**Directions for this task**
Can you copy out every line of the material below word for word, with each number, comma and colon unchanged?
************
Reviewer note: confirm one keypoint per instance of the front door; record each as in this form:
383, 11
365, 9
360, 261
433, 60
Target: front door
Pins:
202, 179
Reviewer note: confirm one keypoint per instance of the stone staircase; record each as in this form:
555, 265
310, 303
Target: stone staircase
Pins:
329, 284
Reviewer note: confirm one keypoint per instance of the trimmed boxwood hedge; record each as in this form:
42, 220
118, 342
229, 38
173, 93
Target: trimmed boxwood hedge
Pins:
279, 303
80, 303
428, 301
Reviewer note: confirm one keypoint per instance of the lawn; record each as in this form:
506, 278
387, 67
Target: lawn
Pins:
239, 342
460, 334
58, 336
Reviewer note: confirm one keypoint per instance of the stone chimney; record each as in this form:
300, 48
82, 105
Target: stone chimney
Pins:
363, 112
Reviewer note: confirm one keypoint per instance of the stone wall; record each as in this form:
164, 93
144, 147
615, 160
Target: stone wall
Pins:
************
**The result**
Reviewer note: confirm one keypoint per instance of the front door; record each as in this form:
383, 11
365, 9
360, 261
433, 60
Target: front door
Pins:
202, 179
Reviewer note: confirm one keypoint per instance of the stone staircase; record each as in this form:
555, 265
310, 303
Target: stone staircase
Pins:
329, 284
Reviewer note: confirm one keypoint per instance of the trimmed boxwood hedge; record each as in this form:
42, 220
118, 342
229, 38
173, 93
Target: trimmed boxwood hedge
Pins:
279, 303
80, 303
428, 301
Reviewer note: confirm one keypoint per instance of the lawn; record each as in this form:
506, 278
387, 67
Target: lawn
Pins:
239, 342
460, 334
58, 336
Reviewer note: confirm one keypoint per instance of the stone chimney; record each as in this form:
300, 48
82, 105
Target: stone chimney
Pins:
363, 112
Reviewer note: confirm one keypoint per instance of the stone wall; record each as in this form:
164, 93
144, 147
615, 160
Target: stone wall
Pins:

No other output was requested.